### Document
1. EachPod

Blades, Bullets, and the Trump Doctrine: Why Republicans Bleed for America

Author
Paul Grant Truesdell, JD., AIF, CLU, ChFC
Published
Thu 11 Sep 2025
Episode Link
https://share.transistor.fm/s/b5b11cc2

Blades, Bullets, and the Trump Doctrine: Why Republicans Bleed for America

From the guillotines of Revolutionary France to the assassination of Lincoln, the shooting of Reagan, and the near-death of Trump, history shows that Republicans have paid the highest price for keeping America free. Murder rates drop when strong leadership enforces law and order, and if we want this nation to survive the next storm — at home or abroad — we need leaders with the backbone to do what must be done, no apologies given.

By: Paul Grant Truesdell, J.D., AIF, CLU, ChFC, RFC

September 11, 2025

Authors Note:

This piece was written five days before the assassination of Charlie Kirk in Utah and was scheduled to go live on my website on September 11, 2025 — a date I chose intentionally because of its historical weight, not because of what would tragically happen just yesterday. This is not opportunistic writing. The timing is what it is, and frankly, it underscores the point I’ve been making for years: political violence in this nation is no longer a theory — it’s reality.

Yesterday, I was having an “early business dinner, late business lunch” when my phone lit up with a rapid-fire series of notifications. I knew immediately something bad was happening. You see, I have a system of alerts that is highly structured — it covers investment data, wealth and economic events, war, terrorism, and political developments, including deaths and assassinations. The system allows me to engage with others, conduct business, and have a somewhat normal life. Okay, somewhat might be an exaggeration. 

The assassination of Charlie Kirk triggered the system.

I calmly cut my external engagement short, returned to my office, and got to work while driving and immediately upon arrival. Those with me saw my reaction — measured, steady, deliberate. You should know, that when I am loud, that’s no big deal. But when I get quiet and methodical, I’m in the zone. And so, while at the restaurant, I pulled out a legal pad, started writing, making notes, asking the six questions I always ask: who, what, where, when, why, how, and which. Calls and texts flew. At one point, I told someone, “I just completed that piece on this very subject…” and my thoughts went immediately to President Trump, to the attempts on his life, to Lincoln, Garfield, McKinley, Reagan — and the pattern that Republicans keep bleeding for this country while Democrats keep screaming that we’re the problem. And then I got somewhat sick to my stomach with, who else, what if, and we’re coming up on September 11th.

So much ran through my mind in the afternoon and evening hours of yesterday. So many notes filled so many pages. And one thought kept repeating itself

This assassination just moved the needle. Substantially. And it will continue to do so. 

That is why I am publishing the following exactly as it was written — not to seize a moment, but to demonstrate what connecting the dots really looks like. I didn’t have a crystal ball when I wrote this. I didn’t need one. I simply watched the trends, connected the data points, and refused to lie to myself about where this country is heading.

This is not just commentary. This is a warning. Political assassination has returned to the forefront of American life. And unless this country gets serious about law, order, and leadership, what happened to Charlie Kirk will not be the last.
######
### Data section
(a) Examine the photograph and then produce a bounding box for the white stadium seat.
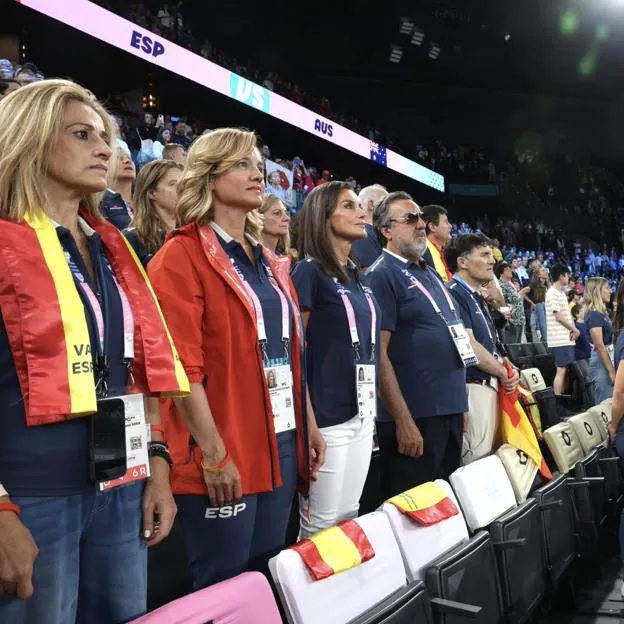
######
Instructions to follow:
Reproduce word for word everything in the political violence essay from "From the guillotines" down to "no apologies given.".

The response:
From the guillotines of Revolutionary France to the assassination of Lincoln, the shooting of Reagan, and the near-death of Trump, history shows that Republicans have paid the highest price for keeping America free. Murder rates drop when strong leadership enforces law and order, and if we want this nation to survive the next storm — at home or abroad — we need leaders with the backbone to do what must be done, no apologies given.